#### Dataset
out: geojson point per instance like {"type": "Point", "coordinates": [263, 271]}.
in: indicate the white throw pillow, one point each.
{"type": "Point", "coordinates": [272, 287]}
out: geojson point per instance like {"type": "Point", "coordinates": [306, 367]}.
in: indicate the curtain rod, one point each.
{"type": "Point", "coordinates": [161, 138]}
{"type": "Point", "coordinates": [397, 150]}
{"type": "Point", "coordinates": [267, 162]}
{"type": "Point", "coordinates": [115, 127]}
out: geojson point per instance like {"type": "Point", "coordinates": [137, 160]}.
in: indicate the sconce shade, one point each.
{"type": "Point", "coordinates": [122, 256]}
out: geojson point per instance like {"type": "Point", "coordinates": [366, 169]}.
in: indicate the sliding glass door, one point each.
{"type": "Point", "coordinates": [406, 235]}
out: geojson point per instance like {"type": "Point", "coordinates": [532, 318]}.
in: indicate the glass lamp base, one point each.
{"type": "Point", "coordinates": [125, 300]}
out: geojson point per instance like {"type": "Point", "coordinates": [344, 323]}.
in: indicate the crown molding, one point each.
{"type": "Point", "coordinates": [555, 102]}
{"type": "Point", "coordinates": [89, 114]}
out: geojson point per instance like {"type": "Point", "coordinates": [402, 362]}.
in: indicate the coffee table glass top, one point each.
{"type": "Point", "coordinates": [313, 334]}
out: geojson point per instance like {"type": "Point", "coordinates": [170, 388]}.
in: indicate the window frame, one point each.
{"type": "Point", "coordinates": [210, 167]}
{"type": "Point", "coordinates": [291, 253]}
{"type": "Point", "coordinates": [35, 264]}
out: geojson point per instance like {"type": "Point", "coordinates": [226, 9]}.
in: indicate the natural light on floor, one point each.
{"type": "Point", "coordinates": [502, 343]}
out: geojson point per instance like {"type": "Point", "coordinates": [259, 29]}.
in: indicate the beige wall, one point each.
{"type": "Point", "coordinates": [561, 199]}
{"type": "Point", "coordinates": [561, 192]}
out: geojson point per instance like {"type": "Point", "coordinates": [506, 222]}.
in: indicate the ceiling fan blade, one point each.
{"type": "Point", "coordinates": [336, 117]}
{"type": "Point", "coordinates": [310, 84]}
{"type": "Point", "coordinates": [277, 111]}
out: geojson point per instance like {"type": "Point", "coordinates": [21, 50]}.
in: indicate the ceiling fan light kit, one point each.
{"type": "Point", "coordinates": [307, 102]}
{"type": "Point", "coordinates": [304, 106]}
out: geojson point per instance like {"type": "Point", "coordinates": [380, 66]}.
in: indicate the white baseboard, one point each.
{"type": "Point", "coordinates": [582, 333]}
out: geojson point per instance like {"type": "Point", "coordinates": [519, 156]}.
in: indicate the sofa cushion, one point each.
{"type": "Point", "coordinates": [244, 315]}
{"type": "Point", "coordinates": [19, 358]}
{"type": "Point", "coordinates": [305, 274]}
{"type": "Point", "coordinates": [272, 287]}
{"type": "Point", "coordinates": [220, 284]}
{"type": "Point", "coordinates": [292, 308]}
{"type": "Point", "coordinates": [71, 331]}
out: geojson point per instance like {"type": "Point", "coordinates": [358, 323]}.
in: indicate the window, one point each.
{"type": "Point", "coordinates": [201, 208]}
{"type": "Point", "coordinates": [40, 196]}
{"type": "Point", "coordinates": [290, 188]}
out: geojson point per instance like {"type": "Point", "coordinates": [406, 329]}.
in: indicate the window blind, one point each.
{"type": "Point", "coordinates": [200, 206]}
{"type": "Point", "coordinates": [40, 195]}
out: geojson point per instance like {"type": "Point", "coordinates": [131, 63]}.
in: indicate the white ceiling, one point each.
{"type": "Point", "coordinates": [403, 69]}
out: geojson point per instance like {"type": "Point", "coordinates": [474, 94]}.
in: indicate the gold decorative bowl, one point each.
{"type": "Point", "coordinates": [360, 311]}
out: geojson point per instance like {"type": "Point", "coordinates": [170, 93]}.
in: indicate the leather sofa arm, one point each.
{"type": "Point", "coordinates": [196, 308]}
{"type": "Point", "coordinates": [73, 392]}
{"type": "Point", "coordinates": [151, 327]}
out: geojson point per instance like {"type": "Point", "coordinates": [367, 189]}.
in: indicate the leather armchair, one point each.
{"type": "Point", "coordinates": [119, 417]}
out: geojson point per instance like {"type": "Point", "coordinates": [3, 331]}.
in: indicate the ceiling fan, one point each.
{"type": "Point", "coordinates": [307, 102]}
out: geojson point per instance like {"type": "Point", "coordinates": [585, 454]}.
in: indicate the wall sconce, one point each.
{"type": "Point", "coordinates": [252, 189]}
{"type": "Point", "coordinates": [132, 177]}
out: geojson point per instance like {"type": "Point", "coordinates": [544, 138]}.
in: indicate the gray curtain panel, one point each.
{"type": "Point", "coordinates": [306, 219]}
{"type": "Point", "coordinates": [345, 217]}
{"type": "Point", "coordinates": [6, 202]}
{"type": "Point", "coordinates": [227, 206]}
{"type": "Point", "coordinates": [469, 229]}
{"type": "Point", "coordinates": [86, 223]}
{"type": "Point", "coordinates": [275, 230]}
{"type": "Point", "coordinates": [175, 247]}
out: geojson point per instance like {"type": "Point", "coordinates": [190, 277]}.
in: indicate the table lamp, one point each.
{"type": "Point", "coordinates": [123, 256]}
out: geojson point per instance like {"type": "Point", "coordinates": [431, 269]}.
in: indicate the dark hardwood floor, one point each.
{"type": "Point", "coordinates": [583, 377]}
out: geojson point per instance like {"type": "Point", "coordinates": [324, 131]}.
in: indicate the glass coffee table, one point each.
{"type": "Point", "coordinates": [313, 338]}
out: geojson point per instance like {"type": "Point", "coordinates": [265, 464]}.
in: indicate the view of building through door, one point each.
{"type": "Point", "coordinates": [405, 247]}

#### Do this
Print the entries exactly. Include every one.

#### Exercise result
out: geojson point per instance like {"type": "Point", "coordinates": [263, 271]}.
in: indicate the white throw pillow, one point each.
{"type": "Point", "coordinates": [272, 287]}
out: geojson point per instance like {"type": "Point", "coordinates": [306, 367]}.
in: indicate the curtain rod, one point each.
{"type": "Point", "coordinates": [161, 138]}
{"type": "Point", "coordinates": [397, 150]}
{"type": "Point", "coordinates": [267, 162]}
{"type": "Point", "coordinates": [115, 127]}
out: geojson point per instance like {"type": "Point", "coordinates": [137, 160]}.
in: indicate the sconce shade, one point each.
{"type": "Point", "coordinates": [122, 256]}
out: geojson point per instance like {"type": "Point", "coordinates": [366, 169]}.
in: indicate the sliding glass door, one point each.
{"type": "Point", "coordinates": [406, 235]}
out: geojson point per instance like {"type": "Point", "coordinates": [532, 318]}.
in: indicate the glass lamp base, one point each.
{"type": "Point", "coordinates": [125, 300]}
out: geojson point per instance like {"type": "Point", "coordinates": [344, 323]}.
in: indicate the crown molding, one point each.
{"type": "Point", "coordinates": [555, 102]}
{"type": "Point", "coordinates": [89, 114]}
out: geojson point per instance like {"type": "Point", "coordinates": [402, 362]}.
in: indicate the coffee table glass top, one point each.
{"type": "Point", "coordinates": [313, 334]}
out: geojson point per instance like {"type": "Point", "coordinates": [170, 388]}.
in: indicate the window frame, one point each.
{"type": "Point", "coordinates": [210, 167]}
{"type": "Point", "coordinates": [291, 253]}
{"type": "Point", "coordinates": [35, 264]}
out: geojson point per instance like {"type": "Point", "coordinates": [226, 9]}.
in: indicate the natural light on floor, one point each.
{"type": "Point", "coordinates": [502, 343]}
out: geojson point per instance like {"type": "Point", "coordinates": [259, 29]}.
in: indicate the beige wall, one point each.
{"type": "Point", "coordinates": [561, 199]}
{"type": "Point", "coordinates": [561, 192]}
out: geojson point per instance like {"type": "Point", "coordinates": [506, 222]}.
in: indicate the ceiling fan blade, one point each.
{"type": "Point", "coordinates": [336, 117]}
{"type": "Point", "coordinates": [310, 84]}
{"type": "Point", "coordinates": [277, 111]}
out: geojson point per instance like {"type": "Point", "coordinates": [21, 50]}.
in: indicate the ceiling fan light kit, one point each.
{"type": "Point", "coordinates": [307, 102]}
{"type": "Point", "coordinates": [304, 106]}
out: geojson point per instance like {"type": "Point", "coordinates": [380, 66]}.
in: indicate the white baseboard, one point each.
{"type": "Point", "coordinates": [582, 333]}
out: geojson point per instance like {"type": "Point", "coordinates": [519, 156]}.
in: indicate the sofa cushion, one point each.
{"type": "Point", "coordinates": [244, 315]}
{"type": "Point", "coordinates": [19, 358]}
{"type": "Point", "coordinates": [305, 274]}
{"type": "Point", "coordinates": [272, 287]}
{"type": "Point", "coordinates": [220, 284]}
{"type": "Point", "coordinates": [292, 308]}
{"type": "Point", "coordinates": [71, 331]}
out: geojson point per instance like {"type": "Point", "coordinates": [358, 323]}.
in: indicate the window, one point each.
{"type": "Point", "coordinates": [201, 208]}
{"type": "Point", "coordinates": [40, 196]}
{"type": "Point", "coordinates": [290, 188]}
out: geojson point per instance like {"type": "Point", "coordinates": [406, 329]}.
in: indicate the window blind, one point each.
{"type": "Point", "coordinates": [200, 206]}
{"type": "Point", "coordinates": [40, 195]}
out: geojson point per instance like {"type": "Point", "coordinates": [131, 63]}.
in: indicate the white ceiling, one point each.
{"type": "Point", "coordinates": [403, 69]}
out: geojson point per instance like {"type": "Point", "coordinates": [474, 94]}.
in: indicate the gold decorative bowl, one point each.
{"type": "Point", "coordinates": [360, 311]}
out: geojson point per instance like {"type": "Point", "coordinates": [170, 93]}.
in: indicate the leather sofa arm, one point each.
{"type": "Point", "coordinates": [196, 308]}
{"type": "Point", "coordinates": [73, 392]}
{"type": "Point", "coordinates": [151, 327]}
out: geojson point per instance like {"type": "Point", "coordinates": [367, 189]}.
in: indicate the leather armchair, one point each.
{"type": "Point", "coordinates": [119, 417]}
out: geojson point per instance like {"type": "Point", "coordinates": [3, 331]}.
in: indicate the ceiling fan, one point each.
{"type": "Point", "coordinates": [307, 102]}
out: geojson point per instance like {"type": "Point", "coordinates": [585, 454]}.
in: indicate the wall sconce, one point each.
{"type": "Point", "coordinates": [252, 189]}
{"type": "Point", "coordinates": [132, 177]}
out: geojson point per instance like {"type": "Point", "coordinates": [544, 138]}.
in: indicate the gray curtain panel, one point each.
{"type": "Point", "coordinates": [306, 219]}
{"type": "Point", "coordinates": [345, 217]}
{"type": "Point", "coordinates": [6, 202]}
{"type": "Point", "coordinates": [227, 206]}
{"type": "Point", "coordinates": [469, 229]}
{"type": "Point", "coordinates": [86, 223]}
{"type": "Point", "coordinates": [275, 230]}
{"type": "Point", "coordinates": [175, 247]}
out: geojson point per instance like {"type": "Point", "coordinates": [190, 277]}.
in: indicate the table lamp, one point each.
{"type": "Point", "coordinates": [123, 256]}
out: geojson point per instance like {"type": "Point", "coordinates": [431, 269]}.
in: indicate the dark hardwood floor, one point each.
{"type": "Point", "coordinates": [583, 377]}
out: geojson point per instance like {"type": "Point", "coordinates": [324, 131]}.
in: indicate the glass coffee table, one point each.
{"type": "Point", "coordinates": [313, 338]}
out: geojson point per instance like {"type": "Point", "coordinates": [265, 464]}.
in: indicate the view of building through door, one point each.
{"type": "Point", "coordinates": [405, 247]}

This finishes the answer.